◆ Yapılacaklar ◆
- 1) Metin alıntısına göre aşağıdaki soruları yanıtlayın:
(a) Ayşenaz Ata Ortaokulu'nda kaçıncı sınıf öğrencisi?
(b) Ayşenaz resim derslerine daha özen göstermeye başladığını hangi sınıfta fark etti?
(c) Ayşenaz figür çizmesinin sebebi olarak ne gösteriyor?
- 2) Listede "climbing" dizesini içeren satırların sayısını verin; büyük-küçük harf ayrımı gözetilir ve yalnızca sayı yazılır.

◆ Metin alıntısı ◆
+--

Genç yetenek Ayşenaz diyor ki: “Geleceğin bilim insanı ve sanatçısı olmak istiyorum”

Selam, adım Ayşenaz Anbarpınar. Ata Ortaokulu’nda 7.sınıf öğrencisiyim.

Resme ilgim nasıl başladı? Niçin çiziyorum?

Beş yaşındayken harika eserler çıkarıp çılgın resimler çizmiyordum;
beş yaşındaki bir çocuk gibi çiziyordum. İlkokulda model ve elbise resmi çiziyordum.
Gittiğim misafirliklerde benim için kâğıt kalem isteniyordu. Yazın arkadaşlarımla saatlerce çizip sonra en iyisini belirliyorduk. 5. sınıfta resim derslerine daha özen göstermeye başladığımı fark ettim. Resim için daha çok çabaladığımı anladım. Sonra “tuval” adında bir buluş olduğunu öğrendim ve kalemimi, fırçamı, boyamı kaptığım gibi tuvale çizdim bu sefer. Çizgi roman okumayı ve karakterlerini sevdiğim için figür çizdim. Manzara resimleri yaptım. Yarışmalara katıldım. Öğretmenlerimin bana yol açması etkili  oldu. Soran olursa genellikle cevabım sevgili Alan Moore gibi “Çiziyoruz işte bir şeyler…” Kısaca kendimi ifade etmek için çiziyorum, inanıyorum ki duygularla çizilen her resim, portre oturan kişinin veya çizilen manzaranın değil çizen kişinin resmidir. Oturan kişi ya da manzara, tevafuk, bir fırsattır. Çizerin kendini anlatması için bir fırsat… Renklerin birleşimi ışık, gölgeler, çizerin kişiliğini
gösterir.

+--

◆ Görev girdisi ◆
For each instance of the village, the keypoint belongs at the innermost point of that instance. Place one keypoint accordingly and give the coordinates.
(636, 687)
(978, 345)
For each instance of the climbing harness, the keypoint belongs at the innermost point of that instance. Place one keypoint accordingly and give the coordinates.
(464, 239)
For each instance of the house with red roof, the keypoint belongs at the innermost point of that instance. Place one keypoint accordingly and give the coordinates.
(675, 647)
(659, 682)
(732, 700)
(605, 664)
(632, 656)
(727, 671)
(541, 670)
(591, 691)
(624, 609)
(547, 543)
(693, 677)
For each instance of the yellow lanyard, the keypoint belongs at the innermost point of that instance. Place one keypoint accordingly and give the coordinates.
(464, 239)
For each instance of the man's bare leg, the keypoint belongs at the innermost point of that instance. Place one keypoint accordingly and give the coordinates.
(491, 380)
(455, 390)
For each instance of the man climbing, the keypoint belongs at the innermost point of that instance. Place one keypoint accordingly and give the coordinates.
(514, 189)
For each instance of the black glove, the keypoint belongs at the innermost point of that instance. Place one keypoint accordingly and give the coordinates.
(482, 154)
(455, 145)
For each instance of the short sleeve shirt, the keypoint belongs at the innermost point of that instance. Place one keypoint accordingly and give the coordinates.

+--

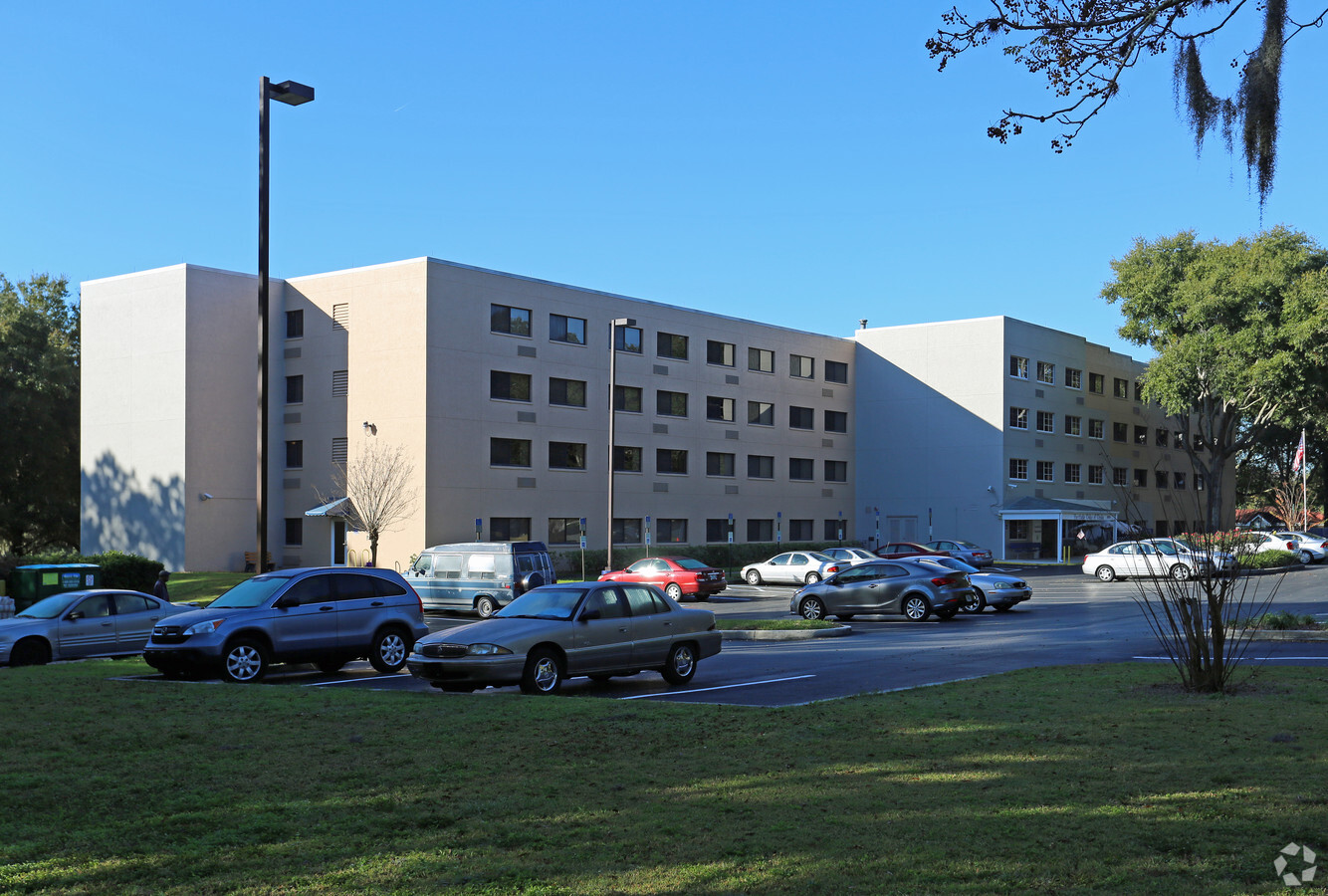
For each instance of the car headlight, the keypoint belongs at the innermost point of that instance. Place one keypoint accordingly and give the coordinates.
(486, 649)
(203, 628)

+--

◆ Görev sonuçları ◆
- 1)
(a) 7. sınıf öğrencisi.
(b) 5. sınıfta.
(c) Çizgi roman okumayı ve karakterlerini sevmesini.

- 2) 2